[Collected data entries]

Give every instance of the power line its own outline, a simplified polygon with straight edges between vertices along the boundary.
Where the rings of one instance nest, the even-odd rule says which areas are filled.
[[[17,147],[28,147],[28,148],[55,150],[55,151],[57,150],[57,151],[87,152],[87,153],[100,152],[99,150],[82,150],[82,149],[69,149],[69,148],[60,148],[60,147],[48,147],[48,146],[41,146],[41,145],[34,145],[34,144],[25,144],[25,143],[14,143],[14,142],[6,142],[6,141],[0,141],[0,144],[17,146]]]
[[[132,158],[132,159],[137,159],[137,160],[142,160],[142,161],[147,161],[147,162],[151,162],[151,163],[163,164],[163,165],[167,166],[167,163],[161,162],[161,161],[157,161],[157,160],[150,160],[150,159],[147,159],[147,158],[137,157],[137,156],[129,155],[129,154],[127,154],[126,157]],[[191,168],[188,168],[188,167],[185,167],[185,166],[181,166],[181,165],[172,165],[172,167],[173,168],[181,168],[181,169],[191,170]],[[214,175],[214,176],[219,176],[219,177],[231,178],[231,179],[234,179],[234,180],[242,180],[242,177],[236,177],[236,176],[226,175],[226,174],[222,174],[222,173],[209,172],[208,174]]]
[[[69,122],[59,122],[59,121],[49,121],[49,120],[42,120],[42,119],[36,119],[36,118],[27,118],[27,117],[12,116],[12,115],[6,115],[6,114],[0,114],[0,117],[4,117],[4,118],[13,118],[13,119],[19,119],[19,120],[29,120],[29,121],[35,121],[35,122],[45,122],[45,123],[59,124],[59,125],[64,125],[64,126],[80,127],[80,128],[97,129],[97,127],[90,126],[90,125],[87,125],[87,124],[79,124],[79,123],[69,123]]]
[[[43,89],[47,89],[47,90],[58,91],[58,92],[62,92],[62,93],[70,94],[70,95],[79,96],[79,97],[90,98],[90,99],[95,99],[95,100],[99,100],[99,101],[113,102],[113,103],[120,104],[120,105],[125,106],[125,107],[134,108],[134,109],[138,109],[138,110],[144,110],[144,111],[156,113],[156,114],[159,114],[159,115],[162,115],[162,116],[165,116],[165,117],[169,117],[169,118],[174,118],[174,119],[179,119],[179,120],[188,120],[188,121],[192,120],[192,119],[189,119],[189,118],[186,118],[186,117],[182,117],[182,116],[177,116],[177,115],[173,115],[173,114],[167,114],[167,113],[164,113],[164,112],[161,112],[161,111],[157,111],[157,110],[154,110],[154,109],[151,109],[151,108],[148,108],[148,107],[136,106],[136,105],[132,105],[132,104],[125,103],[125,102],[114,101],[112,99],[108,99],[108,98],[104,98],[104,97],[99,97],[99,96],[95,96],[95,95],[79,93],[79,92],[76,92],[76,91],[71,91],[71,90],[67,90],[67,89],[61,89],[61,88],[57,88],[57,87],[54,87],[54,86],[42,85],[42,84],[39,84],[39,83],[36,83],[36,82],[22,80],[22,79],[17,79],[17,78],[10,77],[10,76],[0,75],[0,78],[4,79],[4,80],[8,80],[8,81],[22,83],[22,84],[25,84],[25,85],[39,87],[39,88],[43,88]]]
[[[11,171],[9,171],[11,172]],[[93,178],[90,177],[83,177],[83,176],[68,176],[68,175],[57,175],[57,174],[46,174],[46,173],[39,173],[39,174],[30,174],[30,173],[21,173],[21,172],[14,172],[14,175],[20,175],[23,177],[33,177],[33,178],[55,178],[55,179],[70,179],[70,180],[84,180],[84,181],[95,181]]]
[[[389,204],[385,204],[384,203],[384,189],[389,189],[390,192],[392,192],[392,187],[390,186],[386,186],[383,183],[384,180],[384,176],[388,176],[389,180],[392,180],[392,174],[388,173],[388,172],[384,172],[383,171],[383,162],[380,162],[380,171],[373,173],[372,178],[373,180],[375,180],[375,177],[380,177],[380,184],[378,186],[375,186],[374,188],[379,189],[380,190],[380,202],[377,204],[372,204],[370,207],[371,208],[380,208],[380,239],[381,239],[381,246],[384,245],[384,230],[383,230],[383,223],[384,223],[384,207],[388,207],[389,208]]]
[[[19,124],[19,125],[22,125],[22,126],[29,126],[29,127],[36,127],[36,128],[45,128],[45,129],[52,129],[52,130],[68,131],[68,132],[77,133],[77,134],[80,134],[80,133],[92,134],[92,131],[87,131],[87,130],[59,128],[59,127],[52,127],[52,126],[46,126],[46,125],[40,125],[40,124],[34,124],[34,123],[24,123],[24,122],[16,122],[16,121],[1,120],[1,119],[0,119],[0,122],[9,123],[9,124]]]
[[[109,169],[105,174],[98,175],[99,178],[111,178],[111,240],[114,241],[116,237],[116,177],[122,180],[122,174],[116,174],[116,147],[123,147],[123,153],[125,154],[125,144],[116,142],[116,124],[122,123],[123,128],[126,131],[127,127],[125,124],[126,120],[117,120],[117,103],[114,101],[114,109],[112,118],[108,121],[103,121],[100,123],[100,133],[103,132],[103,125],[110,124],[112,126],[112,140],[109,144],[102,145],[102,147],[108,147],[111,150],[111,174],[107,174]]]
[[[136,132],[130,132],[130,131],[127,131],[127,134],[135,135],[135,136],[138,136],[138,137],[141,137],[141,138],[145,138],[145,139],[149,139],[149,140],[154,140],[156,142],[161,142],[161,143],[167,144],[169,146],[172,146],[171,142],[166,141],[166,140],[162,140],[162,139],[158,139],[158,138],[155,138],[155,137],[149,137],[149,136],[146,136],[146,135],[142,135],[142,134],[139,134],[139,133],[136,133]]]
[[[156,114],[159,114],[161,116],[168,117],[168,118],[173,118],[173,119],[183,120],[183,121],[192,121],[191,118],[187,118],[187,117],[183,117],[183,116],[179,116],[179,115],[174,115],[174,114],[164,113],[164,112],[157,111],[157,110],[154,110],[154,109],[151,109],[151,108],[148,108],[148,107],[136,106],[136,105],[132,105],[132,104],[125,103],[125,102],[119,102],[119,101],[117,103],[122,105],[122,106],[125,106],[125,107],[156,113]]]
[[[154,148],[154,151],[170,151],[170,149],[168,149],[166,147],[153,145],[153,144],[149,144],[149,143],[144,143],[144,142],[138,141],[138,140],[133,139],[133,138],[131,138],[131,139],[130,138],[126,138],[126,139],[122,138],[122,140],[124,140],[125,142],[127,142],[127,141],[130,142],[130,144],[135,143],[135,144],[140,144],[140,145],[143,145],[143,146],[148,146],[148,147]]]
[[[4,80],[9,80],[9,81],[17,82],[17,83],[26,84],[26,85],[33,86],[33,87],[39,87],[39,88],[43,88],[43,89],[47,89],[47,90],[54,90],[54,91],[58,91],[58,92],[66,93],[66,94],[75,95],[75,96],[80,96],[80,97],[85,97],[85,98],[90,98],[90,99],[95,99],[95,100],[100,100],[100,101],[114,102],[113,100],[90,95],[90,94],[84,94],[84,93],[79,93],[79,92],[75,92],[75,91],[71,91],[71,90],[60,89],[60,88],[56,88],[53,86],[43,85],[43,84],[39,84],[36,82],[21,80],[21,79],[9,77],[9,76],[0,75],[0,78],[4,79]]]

§ **What the exercise asks**
Track down every line in the entries that includes the string "instance", and copy it.

§ **The completed task**
Give every instance of the power line its own outline, a simplified polygon with straight edges between vertices along the boundary.
Where the rings of one instance nest, the even-odd rule says which areas are filled.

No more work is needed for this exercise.